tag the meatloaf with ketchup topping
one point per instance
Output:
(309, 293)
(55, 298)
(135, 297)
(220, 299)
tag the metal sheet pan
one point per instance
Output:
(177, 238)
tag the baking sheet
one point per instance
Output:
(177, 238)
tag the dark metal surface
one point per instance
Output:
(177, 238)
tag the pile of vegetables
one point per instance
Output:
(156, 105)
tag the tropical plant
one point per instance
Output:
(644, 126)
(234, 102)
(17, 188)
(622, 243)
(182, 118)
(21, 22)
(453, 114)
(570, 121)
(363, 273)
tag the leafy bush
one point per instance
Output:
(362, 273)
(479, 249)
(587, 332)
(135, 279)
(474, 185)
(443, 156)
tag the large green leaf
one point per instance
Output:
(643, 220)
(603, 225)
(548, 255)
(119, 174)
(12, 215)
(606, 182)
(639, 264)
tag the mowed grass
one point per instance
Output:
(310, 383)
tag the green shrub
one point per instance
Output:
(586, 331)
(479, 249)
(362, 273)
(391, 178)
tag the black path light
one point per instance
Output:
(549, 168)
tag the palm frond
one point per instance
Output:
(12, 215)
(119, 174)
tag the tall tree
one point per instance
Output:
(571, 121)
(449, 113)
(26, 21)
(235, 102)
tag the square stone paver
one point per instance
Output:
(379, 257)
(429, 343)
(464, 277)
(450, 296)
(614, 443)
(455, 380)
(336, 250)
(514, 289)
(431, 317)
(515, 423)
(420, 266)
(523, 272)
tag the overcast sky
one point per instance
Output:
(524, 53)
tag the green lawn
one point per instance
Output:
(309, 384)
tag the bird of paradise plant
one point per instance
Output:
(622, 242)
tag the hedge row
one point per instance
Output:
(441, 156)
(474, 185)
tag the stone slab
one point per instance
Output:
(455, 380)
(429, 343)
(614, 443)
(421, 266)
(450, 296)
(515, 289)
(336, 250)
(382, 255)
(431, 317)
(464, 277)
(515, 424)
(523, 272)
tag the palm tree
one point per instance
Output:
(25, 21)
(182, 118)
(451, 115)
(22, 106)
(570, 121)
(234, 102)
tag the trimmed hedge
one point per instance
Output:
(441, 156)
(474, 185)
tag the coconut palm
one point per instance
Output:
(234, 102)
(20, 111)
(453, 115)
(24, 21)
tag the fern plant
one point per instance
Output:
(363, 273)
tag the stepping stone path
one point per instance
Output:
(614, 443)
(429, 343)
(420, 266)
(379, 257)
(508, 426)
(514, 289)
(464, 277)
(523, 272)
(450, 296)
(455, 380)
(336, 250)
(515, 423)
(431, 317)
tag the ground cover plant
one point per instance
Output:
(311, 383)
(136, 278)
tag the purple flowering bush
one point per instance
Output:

▸ **Task prompt**
On how many lines above does "plant" occur? Say the number only.

▸ **Result of the task**
4